## Data
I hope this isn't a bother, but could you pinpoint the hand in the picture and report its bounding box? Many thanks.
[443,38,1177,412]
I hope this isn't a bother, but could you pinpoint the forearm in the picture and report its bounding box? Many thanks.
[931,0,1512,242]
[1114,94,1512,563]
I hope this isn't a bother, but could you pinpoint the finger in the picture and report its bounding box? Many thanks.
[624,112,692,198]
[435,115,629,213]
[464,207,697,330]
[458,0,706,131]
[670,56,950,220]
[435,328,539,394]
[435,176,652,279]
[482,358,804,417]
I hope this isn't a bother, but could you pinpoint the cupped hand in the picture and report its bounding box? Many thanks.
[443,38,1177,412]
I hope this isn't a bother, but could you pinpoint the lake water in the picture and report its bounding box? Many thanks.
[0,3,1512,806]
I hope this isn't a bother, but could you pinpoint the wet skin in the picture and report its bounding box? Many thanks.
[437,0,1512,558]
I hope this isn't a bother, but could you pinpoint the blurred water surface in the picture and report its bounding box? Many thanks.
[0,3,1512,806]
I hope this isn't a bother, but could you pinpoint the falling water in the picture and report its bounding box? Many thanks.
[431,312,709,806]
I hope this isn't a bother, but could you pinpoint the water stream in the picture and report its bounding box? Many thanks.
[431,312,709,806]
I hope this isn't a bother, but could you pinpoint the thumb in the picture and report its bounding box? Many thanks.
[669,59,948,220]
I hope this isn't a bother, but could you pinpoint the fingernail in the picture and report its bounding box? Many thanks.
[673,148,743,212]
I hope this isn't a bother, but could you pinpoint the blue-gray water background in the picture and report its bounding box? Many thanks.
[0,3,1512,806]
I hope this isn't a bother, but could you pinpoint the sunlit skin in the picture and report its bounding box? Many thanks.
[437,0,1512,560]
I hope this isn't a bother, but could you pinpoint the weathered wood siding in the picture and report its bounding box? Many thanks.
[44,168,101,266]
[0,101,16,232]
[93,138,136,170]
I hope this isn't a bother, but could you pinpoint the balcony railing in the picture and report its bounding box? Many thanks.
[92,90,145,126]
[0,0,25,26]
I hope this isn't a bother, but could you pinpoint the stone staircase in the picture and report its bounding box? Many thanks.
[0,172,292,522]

## Work to be completed
Scale the entries starting with the line containing "pinpoint the forearm" and running through the line containing "[482,358,804,417]", both included. Reproduce each of those lines, copying lines without coordinates unchanged and multiplying every bounding-box coordinate by 1.6, rounded to whole numbers with halves going up.

## Result of the exercise
I hope this isn't a bother, but could you pinpoint the forearm in the picture and report its bounding box? Many thanks.
[1490,0,2419,387]
[1782,150,2419,901]
I hope this isn't a bother, but could you pinpoint the finger in the picture and report its bounding box? Many thanks.
[998,179,1107,317]
[696,184,1006,341]
[742,331,1115,528]
[733,0,1130,210]
[1072,90,1520,352]
[696,525,862,630]
[696,282,1043,446]
[771,573,1286,667]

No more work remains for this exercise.